→ **WHAT YOU NEED TO DO**
Reproduce every one of the items below verbatim, keeping each line as it appears.

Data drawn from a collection
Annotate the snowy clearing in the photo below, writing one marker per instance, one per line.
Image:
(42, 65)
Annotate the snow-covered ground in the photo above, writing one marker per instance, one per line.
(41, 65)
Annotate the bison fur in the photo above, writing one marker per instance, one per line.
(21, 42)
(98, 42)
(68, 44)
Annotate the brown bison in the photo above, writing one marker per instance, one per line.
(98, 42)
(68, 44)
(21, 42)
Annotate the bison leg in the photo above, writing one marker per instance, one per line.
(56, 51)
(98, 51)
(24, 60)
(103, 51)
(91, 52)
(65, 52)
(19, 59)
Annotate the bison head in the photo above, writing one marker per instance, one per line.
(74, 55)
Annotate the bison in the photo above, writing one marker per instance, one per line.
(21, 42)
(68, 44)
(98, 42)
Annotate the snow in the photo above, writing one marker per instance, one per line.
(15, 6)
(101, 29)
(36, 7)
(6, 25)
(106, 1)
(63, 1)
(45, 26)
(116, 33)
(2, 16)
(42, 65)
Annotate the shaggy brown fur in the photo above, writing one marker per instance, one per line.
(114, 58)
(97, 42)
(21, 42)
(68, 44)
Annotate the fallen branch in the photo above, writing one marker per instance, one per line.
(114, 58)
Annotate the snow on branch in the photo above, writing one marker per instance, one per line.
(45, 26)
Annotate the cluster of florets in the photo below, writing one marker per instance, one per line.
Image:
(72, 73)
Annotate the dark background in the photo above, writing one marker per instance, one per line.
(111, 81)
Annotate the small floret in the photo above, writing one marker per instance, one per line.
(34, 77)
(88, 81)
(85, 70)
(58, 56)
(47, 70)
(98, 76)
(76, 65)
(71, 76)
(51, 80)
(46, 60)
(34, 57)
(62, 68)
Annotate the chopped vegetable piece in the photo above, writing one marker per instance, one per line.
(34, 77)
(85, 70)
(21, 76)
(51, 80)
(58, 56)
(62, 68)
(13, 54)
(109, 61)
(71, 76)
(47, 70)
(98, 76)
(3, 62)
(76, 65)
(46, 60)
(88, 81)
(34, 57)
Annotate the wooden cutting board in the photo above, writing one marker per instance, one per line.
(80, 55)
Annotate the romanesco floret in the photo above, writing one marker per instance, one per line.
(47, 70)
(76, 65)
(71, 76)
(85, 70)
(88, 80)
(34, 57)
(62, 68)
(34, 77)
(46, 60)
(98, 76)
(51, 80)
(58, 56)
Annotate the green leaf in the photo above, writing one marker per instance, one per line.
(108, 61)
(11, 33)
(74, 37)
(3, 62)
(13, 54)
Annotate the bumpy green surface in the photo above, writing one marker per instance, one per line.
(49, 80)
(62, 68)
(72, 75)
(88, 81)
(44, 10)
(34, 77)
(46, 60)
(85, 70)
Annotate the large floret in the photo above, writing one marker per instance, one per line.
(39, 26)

→ **ANSWER TO THE TASK**
Annotate the snowy clearing in the photo below, writing one marker per instance, one per line.
Image:
(42, 65)
Annotate the snow-covered ground in the photo above, writing one marker per instance, one per line.
(41, 65)
Annotate the bison fur in the photo above, writing one marker per instance, one per line.
(21, 42)
(98, 42)
(68, 44)
Annotate the brown bison in the photo above, writing one marker per instance, one per line.
(98, 42)
(68, 44)
(21, 42)
Annotate the bison leg in the photo above, writing one marker per instance, one per line.
(56, 51)
(98, 51)
(24, 60)
(103, 51)
(91, 52)
(65, 52)
(19, 59)
Annotate the bison head in the photo above, writing one marker per instance, one per line.
(74, 55)
Annotate the bison in the photo above, writing one marker per instance, one per line.
(21, 42)
(68, 44)
(98, 42)
Annotate the snow in the photo above, writing one marker per instance, one per line.
(15, 6)
(101, 29)
(36, 7)
(6, 25)
(106, 1)
(63, 1)
(45, 26)
(116, 33)
(2, 16)
(42, 65)
Annotate the shaggy brown fur in the photo above, writing one marker per instance, one per line.
(114, 58)
(97, 42)
(21, 42)
(68, 44)
Annotate the fallen branch in the photo above, writing one marker per instance, one per line.
(114, 58)
Annotate the snow on branch in the photo above, writing one marker per instance, one per line.
(45, 26)
Annotate the cluster of florets in the photo below, writing one marker per instance, one per line.
Image:
(72, 73)
Annotate the dark background in the photo above, writing one marker per instance, one per line.
(111, 81)
Annotate the small floret in the photo above, writing one marker per instance, one per line.
(34, 77)
(88, 81)
(85, 70)
(58, 56)
(47, 70)
(98, 76)
(76, 65)
(71, 76)
(51, 80)
(46, 60)
(34, 57)
(62, 68)
Annotate the chopped vegetable piece in the photo above, writing one marker per instance, one per line.
(34, 77)
(85, 70)
(21, 76)
(51, 80)
(58, 56)
(62, 68)
(13, 54)
(109, 61)
(71, 76)
(47, 70)
(98, 76)
(3, 62)
(76, 65)
(46, 60)
(88, 81)
(34, 57)
Annotate the wooden cutting board in the photo above, writing one marker per instance, one per line.
(80, 55)
Annotate the romanesco floret in the photo above, writing one marker per instance, one per line.
(47, 70)
(76, 65)
(71, 76)
(85, 70)
(88, 80)
(34, 57)
(62, 68)
(34, 77)
(46, 60)
(98, 76)
(51, 80)
(58, 56)
Annotate the green leaf in the photo above, writing one marker per instance, one per line.
(108, 61)
(11, 33)
(74, 37)
(3, 62)
(13, 54)
Annotate the bumpy green surface in the photo above, writing one marker per instance, one per line.
(49, 80)
(62, 68)
(72, 75)
(88, 81)
(44, 10)
(34, 77)
(46, 60)
(85, 70)
Annotate the large floret in the photo above, writing one marker per instance, one per line.
(39, 26)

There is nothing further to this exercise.